--- START RECORDED DATA ---

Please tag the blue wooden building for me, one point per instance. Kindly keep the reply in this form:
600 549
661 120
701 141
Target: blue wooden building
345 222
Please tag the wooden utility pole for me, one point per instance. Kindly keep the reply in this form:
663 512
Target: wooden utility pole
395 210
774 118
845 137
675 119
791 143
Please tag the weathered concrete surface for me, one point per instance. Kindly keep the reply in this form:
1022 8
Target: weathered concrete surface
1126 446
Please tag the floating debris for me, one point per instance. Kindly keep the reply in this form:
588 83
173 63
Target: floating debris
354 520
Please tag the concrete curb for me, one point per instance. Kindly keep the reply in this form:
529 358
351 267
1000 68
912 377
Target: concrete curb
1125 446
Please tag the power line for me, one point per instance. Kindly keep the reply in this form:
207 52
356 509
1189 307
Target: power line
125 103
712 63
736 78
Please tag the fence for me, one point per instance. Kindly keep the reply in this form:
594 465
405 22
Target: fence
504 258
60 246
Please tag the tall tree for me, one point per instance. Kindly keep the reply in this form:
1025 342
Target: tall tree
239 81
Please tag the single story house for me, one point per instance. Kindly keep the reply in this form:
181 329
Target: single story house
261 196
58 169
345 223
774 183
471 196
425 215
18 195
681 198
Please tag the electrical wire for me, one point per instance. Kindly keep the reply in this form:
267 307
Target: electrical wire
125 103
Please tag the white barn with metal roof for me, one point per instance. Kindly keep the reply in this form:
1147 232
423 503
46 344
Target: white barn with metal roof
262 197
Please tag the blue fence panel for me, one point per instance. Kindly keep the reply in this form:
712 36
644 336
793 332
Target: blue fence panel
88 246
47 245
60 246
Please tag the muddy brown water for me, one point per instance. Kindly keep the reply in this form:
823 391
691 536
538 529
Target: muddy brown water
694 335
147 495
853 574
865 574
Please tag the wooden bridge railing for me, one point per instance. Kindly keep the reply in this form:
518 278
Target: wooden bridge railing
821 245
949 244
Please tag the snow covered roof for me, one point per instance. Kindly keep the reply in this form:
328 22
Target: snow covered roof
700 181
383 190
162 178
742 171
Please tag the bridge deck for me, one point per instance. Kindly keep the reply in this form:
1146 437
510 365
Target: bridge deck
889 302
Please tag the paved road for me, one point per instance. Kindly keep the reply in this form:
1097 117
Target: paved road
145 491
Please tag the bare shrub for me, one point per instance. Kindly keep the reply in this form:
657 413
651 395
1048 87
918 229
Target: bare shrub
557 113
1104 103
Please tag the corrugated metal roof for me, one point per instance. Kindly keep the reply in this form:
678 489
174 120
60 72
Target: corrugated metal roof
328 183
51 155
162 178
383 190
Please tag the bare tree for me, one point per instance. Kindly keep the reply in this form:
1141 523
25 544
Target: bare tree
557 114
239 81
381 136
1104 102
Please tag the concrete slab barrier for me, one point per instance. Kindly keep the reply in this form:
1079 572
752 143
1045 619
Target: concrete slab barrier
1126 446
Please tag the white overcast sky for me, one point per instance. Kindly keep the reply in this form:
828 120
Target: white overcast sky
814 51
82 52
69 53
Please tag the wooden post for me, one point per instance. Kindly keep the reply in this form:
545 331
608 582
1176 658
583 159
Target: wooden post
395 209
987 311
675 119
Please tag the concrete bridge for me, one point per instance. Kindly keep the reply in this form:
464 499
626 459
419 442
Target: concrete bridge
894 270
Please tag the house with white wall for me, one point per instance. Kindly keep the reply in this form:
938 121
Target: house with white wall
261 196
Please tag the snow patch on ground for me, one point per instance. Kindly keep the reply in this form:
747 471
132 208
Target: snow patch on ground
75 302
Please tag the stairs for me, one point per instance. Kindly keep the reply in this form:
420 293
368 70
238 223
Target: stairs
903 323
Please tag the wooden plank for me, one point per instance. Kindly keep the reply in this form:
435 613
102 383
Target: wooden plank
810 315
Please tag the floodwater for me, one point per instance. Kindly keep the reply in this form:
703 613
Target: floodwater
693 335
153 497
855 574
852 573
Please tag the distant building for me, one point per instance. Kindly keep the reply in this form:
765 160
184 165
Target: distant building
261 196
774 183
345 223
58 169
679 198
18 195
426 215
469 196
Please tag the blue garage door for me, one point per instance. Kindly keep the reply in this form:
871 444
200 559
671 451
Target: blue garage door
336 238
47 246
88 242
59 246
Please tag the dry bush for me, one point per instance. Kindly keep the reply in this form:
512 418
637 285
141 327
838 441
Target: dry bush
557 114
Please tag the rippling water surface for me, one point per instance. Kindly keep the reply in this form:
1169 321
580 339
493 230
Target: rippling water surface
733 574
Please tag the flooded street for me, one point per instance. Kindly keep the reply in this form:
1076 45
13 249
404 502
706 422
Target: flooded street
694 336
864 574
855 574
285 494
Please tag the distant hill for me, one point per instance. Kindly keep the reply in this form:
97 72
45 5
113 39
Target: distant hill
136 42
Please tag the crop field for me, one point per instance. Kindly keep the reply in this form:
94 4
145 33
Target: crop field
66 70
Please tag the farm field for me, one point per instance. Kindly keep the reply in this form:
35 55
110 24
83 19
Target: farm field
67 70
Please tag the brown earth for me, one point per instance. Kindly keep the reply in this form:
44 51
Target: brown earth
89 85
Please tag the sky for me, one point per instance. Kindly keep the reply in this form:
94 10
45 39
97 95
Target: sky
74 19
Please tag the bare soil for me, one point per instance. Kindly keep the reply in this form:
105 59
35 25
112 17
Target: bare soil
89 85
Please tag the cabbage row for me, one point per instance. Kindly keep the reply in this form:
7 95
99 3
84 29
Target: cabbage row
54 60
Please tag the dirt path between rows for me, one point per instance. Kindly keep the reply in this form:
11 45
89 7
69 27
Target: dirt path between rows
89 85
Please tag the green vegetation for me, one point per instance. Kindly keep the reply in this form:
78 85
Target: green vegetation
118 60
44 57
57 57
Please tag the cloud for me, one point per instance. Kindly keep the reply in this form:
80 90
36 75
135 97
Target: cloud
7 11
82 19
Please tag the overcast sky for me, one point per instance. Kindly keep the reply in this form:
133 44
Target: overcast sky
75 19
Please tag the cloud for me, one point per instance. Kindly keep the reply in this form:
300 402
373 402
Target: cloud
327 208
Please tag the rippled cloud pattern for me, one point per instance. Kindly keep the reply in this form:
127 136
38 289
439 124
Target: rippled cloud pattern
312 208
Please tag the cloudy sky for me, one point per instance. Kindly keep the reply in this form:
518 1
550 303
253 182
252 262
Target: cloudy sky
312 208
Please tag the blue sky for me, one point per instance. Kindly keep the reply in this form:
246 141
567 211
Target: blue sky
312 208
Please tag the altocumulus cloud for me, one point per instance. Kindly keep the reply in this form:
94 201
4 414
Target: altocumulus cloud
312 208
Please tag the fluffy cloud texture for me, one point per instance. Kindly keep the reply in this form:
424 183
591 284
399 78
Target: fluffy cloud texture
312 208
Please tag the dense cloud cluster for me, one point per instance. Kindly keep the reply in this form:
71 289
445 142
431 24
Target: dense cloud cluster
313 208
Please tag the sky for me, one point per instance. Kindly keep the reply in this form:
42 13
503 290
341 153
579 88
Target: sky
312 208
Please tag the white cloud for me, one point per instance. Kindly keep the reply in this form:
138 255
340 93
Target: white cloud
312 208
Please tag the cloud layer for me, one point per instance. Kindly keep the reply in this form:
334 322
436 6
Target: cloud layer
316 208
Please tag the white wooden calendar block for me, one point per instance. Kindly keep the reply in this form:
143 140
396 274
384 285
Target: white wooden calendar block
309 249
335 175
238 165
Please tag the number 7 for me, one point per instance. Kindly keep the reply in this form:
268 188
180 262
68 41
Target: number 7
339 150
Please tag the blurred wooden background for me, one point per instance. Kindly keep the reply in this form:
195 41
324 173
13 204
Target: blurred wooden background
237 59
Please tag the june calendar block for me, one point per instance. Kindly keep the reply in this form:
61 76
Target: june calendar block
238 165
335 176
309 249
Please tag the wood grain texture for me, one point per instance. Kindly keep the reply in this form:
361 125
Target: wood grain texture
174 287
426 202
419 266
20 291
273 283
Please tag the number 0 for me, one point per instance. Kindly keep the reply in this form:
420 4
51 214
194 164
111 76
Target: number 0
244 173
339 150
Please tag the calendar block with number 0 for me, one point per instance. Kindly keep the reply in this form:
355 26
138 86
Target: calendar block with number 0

--- END RECORDED DATA ---

◆ **WORK INSTRUCTIONS**:
Copy out exactly the lines running from the line with "Please tag the june" to the end of the records, inclusive.

◆ **EXERCISE RESULT**:
Please tag the june calendar block for me, one point per instance. Kindly keep the reply in this form:
61 76
Target: june calendar block
238 165
335 176
309 249
Please tag the wood grain texture for me, one point per instance. Kindly keep the reply in this form:
361 125
Target: wood grain texture
174 287
426 202
419 266
20 291
273 283
Please tag the number 0 for me, one point per instance. Kindly keep the reply in this form:
420 4
51 214
194 164
111 76
Target: number 0
244 173
339 150
Please tag the calendar block with number 0 for me, one point per instance. Kindly keep the reply in this form:
355 26
138 86
Target: calendar block with number 0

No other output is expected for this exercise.